PROBLEM TO SOLVE: Copy out the listing below word for word, from the line containing "If you would be willing to tag the countertop" down to the line containing "If you would be willing to tag the green", both of those lines included. Leave the pictures out of your copy.
— begin —
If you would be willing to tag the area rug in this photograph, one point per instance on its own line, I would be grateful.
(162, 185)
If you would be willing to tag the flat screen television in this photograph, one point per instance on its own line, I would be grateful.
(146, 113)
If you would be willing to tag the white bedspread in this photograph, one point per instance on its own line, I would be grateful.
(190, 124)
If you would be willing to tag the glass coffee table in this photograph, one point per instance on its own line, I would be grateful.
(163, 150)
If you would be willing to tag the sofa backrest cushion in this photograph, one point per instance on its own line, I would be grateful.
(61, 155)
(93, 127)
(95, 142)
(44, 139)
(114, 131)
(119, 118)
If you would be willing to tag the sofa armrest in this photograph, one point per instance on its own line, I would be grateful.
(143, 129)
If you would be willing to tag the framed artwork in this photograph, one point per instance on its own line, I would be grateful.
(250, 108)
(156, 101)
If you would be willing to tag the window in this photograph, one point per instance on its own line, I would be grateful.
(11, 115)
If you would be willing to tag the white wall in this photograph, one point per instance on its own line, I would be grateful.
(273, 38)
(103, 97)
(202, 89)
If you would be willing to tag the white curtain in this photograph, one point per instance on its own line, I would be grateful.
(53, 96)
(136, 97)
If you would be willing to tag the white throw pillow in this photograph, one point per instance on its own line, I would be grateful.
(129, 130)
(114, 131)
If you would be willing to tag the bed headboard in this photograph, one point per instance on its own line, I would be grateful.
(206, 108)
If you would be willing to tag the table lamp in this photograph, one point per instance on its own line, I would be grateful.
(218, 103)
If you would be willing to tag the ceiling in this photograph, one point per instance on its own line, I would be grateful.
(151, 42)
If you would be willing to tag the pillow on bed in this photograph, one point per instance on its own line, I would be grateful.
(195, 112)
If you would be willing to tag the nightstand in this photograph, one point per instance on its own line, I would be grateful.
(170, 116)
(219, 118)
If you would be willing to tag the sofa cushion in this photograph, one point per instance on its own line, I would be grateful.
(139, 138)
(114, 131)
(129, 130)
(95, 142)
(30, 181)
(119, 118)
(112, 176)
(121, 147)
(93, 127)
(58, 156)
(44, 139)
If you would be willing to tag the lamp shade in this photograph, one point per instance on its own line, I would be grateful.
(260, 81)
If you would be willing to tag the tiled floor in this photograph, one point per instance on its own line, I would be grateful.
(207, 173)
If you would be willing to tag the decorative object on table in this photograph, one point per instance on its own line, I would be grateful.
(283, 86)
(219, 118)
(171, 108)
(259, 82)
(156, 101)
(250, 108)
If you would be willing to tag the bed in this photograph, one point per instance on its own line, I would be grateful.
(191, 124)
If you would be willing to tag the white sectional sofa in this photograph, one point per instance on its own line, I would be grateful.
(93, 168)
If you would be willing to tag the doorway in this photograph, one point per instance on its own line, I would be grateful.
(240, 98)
— end —
— begin —
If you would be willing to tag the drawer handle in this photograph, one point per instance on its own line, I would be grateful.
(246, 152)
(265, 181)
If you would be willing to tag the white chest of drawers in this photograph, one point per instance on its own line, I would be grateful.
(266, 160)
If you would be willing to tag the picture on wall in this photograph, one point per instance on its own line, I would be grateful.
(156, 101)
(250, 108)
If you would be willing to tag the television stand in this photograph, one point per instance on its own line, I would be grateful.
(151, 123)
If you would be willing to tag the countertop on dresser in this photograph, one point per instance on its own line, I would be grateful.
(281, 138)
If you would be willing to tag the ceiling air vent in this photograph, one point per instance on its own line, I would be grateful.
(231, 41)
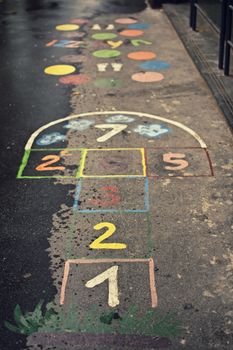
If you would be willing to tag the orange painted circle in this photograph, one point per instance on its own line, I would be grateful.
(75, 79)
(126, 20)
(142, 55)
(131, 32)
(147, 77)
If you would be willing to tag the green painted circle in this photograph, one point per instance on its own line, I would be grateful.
— end —
— begin —
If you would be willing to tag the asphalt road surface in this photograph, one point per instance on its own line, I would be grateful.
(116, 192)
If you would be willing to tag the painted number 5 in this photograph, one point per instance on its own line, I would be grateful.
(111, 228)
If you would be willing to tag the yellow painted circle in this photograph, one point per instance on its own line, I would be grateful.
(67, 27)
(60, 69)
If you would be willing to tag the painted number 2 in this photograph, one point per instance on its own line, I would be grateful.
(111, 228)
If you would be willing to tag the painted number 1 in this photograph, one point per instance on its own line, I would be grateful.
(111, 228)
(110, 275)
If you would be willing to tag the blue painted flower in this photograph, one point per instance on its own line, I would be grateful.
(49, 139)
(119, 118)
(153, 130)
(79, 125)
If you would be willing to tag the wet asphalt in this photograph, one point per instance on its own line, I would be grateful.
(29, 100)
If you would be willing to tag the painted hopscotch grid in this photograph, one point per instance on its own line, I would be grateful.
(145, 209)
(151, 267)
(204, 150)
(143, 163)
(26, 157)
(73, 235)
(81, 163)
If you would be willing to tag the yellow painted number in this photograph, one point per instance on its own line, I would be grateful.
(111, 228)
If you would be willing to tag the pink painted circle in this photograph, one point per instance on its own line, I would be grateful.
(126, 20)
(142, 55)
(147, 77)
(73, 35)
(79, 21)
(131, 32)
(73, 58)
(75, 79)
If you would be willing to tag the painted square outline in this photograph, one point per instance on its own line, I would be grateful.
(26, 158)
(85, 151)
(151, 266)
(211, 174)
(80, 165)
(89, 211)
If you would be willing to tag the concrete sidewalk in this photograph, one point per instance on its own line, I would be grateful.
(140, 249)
— end —
SOLUTION TO THE PROBLEM:
If you would be willing to tag the countertop on dresser in this photograph, one point per instance on its own line, I would be grateful.
(281, 138)
If you would be willing to tag the ceiling air vent in this photograph, one point per instance on its own line, I would be grateful.
(231, 41)
If you would be willing to tag the orange painted circle in this photograph, one point per instance on its own line, I would be grateful.
(75, 79)
(126, 20)
(142, 55)
(131, 32)
(147, 77)
If you would be willing to tag the green painted circle in this photograph, one point per instance on its own line, I would be grateful.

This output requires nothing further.